### EL PROBLEMA
Prosiga el texto sobre el duelo por lo perdido a partir de su última oración, la que termina en «conteos de muertes certificadas».

### TEXTO SELECCIONADO
Si perdiste tu terraza, que quizás estuviste 5 o 10 años ahorrando para construir, llora. Si el carro que acababas de comprar o que acababas de saldar después de 60 pagos, ahora no prende porque se inundó, échate a llorar. Si estuviste 9 horas en un techo esperando a que te rescataran, asqueado de tu propio olor, pasando frío y con un miedo real a morirte ahogado, bébete las lágrimas. Porque no hay tragedia pequeña y la única manera que tenemos para enfrentar la pérdida es aceptándola primero. Al igual que para sobrepasar adicciones hay que llamarlas por nombre y apellido y llamarse uno por nombre y apellido, hay que detenerse, hacer un inventario de lo perdido, permitirse llorarlo y entonces y solo entonces, empezar de nuevo o simplemente retomar la lucha.


Mi nombre es Edmaris Carazo, y estoy cansada de no tener agua en los grifos. Estoy harta de dormir en un mattress en la sala de mi casa y que me devoren los mosquitos. Estoy drenada por no poder dormir lo humanamente suficiente, estoy humillada por tener que avisarle a mi marido de todos los procesos escatológicos por los que estoy pasando, me siento amenazada por mi propia torpeza y estoy aterrorizada de cortarme o romperme un hueso y tener que terminar en un hospital. Siempre he odiado la incertidumbre y el no saber la fecha de expiración de esta situación me tiene los nervios rotos. Tengo un trabajo nuevo, al que intento llegar a tiempo y bien vestida, cosa que es una batalla campal diaria, porque no puedo lavar ropa, ni mucho menos plancharla, combino las cosas con la luz de una linterna y tardo el doble en cualquier cosa que quiera hacer porque los tapones son infinitos, los semáforos no existen y la amabilidad de los conductores duró apenas los primeros días. Sufro cada uno de los despidos y cada cesantía temporera me acerca un poco más a tener un ataque de pánico, y aunque una de mis reglas de vida es no llorar en el trabajo, leí un estatus de un gran amigo que perdió a su mamá por leptospirosis y aparte de tener que levantarse ese día y seguir viviendo, tuvo y tiene que preocuparse por reunir seis mil dólares para enterrarla. Al leerlo pedir que lleváramos arena de una playa al funeral y que su mamá sembró robles y floreceremos, lloré en la oficina en la que no llevo 30 días laborables corridos. Lloré porque confundimos el optimismo con una profunda negación. Lloré porque es irresponsable negar pérdidas que podrían resultar ser epidémicas. Lloré de rabia porque ignorar lo que nos pasa es una forma de perpetuarlo. El “ay bendito” evolucionó a un “estamos vivos”. El “estamos jodidos” que no se dice, se traduce a “hay gente peor”. Las cosas materiales no son todas reemplazables. Algunas cosas materiales son lo único concreto que te quedaba de tu abuela o el símbolo de un préstamo estudiantil que aún estás pagando, o una escritura que perpetúa tus 360 pagos de hipoteca o literalmente el techo de tus hijos o lo que fue la casita de tus viejos. Estar bien y estar vivos no es lo mismo. El dolor no se mide en conteos de muertes certificadas.

### MATERIAL EXTRAÍDO

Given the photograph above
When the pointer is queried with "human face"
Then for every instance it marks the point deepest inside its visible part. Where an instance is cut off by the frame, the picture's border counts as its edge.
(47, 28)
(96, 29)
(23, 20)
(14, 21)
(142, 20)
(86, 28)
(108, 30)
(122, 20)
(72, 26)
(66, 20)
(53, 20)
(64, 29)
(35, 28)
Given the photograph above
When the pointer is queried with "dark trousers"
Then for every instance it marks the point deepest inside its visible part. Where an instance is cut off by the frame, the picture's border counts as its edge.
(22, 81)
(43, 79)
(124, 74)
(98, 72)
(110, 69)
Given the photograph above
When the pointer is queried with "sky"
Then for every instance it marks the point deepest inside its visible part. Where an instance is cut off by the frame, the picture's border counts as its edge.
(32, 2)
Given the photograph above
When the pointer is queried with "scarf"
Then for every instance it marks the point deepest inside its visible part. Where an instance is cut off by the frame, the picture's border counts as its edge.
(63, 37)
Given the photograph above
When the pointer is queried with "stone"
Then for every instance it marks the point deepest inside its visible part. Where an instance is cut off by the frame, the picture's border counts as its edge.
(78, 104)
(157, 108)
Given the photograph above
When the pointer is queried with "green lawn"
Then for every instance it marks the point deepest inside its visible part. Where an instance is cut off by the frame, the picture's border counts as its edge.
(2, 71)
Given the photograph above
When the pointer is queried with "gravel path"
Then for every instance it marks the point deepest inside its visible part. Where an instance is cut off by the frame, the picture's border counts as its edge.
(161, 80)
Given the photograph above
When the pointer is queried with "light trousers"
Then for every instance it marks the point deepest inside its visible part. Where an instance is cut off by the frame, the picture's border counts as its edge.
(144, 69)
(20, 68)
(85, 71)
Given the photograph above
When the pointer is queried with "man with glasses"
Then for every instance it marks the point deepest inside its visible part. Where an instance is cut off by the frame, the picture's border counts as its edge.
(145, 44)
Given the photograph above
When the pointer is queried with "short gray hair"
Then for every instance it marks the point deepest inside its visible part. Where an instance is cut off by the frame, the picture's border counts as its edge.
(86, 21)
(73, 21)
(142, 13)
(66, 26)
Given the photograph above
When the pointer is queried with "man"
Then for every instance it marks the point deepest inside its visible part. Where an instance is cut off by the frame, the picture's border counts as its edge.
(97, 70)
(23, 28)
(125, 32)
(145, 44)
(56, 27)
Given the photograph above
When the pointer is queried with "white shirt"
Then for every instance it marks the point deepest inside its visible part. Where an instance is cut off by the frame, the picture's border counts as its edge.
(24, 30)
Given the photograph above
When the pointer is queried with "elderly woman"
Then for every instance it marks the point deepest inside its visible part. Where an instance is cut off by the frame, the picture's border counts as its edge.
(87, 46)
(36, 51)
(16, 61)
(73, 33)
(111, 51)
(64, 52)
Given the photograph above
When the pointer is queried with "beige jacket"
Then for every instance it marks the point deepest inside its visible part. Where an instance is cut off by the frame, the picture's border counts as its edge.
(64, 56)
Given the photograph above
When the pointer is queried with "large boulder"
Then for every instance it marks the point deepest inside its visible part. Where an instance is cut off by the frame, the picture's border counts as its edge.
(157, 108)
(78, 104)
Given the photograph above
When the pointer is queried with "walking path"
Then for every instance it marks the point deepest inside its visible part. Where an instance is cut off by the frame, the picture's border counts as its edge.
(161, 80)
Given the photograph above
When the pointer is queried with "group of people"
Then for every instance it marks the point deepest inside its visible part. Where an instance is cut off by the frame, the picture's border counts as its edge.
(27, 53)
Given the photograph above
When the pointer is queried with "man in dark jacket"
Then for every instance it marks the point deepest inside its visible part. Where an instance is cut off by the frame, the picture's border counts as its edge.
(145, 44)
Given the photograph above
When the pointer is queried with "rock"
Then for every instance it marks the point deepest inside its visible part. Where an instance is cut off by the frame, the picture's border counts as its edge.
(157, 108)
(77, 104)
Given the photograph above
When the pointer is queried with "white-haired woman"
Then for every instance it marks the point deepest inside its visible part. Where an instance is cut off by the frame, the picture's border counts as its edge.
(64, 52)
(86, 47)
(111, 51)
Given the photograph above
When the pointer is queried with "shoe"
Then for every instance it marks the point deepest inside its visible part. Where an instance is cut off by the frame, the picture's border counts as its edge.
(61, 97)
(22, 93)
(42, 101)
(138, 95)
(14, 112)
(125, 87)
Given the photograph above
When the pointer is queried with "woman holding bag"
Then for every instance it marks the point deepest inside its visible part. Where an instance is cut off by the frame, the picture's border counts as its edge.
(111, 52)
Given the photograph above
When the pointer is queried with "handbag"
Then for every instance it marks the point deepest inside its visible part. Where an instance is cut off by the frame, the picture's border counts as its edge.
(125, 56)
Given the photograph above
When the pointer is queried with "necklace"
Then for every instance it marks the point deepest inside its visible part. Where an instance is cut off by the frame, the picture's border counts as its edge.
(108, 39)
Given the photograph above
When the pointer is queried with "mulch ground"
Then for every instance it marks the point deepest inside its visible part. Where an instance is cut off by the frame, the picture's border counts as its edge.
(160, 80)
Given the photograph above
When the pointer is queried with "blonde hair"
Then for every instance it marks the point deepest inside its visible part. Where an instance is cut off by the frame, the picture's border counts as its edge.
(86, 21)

* * *

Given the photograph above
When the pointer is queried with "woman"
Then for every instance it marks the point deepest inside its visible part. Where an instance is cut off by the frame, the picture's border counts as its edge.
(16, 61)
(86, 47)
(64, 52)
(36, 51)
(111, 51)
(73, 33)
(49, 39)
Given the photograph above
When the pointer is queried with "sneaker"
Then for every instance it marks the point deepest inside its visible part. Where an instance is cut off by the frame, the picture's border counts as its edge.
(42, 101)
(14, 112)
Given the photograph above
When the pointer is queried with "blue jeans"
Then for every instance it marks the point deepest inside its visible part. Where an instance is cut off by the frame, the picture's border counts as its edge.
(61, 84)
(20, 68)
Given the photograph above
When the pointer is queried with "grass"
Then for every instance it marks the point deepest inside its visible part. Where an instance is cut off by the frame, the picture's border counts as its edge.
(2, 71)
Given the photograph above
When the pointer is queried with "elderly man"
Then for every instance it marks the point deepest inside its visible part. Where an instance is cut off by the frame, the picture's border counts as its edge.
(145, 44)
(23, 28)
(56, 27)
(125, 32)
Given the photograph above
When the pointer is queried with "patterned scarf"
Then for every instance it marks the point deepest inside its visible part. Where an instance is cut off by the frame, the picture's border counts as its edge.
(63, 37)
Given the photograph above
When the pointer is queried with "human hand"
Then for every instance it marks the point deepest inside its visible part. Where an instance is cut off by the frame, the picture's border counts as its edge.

### RESULTADO DEL EJERCICIO
Tengo una hernia en el esófago que ha estado bajo control durante años, sin embargo, las frituras, la comida enlatada, el lujo del vino tinto (porque no hay refrigeración para más nada) me tienen el cuerpo vapuleado. Estuve meses comiendo bien, haciendo crossfit, corriendo, haciendo yoga, tomando ácido fólico y vitaminas porque por primera vez en mi vida decidí conscientemente coquetear con la idea de intentar convertirme algún día en mamá. Se supone que uno no se tome las cosas de manera personal pero no puedo evitar sentir como si el universo estuviera tan en contra del concepto que me rajó la isla y la vida misma para evitarlo. Estoy alimentando a una comunidad de Aedes aegypti noche tras noche, su pasión por mí es tanta, que no hay repelente, citronela o aceite esencial que los detenga. Tengo los anuncios del zika retumbándome el cuero cabelludo, mientras me baño, mientras duermo, mientras le paso la mano a mi marido que no encuentra cómo más evitar que yo vuele en cantos como cualquier ventana o puerta corrediza, cediendo a los vientos huracanados, explotando porque sencillamente el aire no tiene por dónde carajo salir. La semana pasada hubiese sido la presentación de mi libro publicado por fin, después de más de 7 años de haberlo pujado y empujado, uno de mis más grandes sueños, también convertido en polvo por el temporal. El 8 de octubre era mi primer aniversario de bodas y bien en el fondo soy una cursi sin remedio que hubiese querido tener una cena bonita, beberme un buen vino, comerme algo que no me diera dolor de barriga, celebrar el amor con el cuerpo, sin pensar en cesantías, en muertos enterrados en los patios de sus familias, en escasez y bebés con cabezas pequeñitas.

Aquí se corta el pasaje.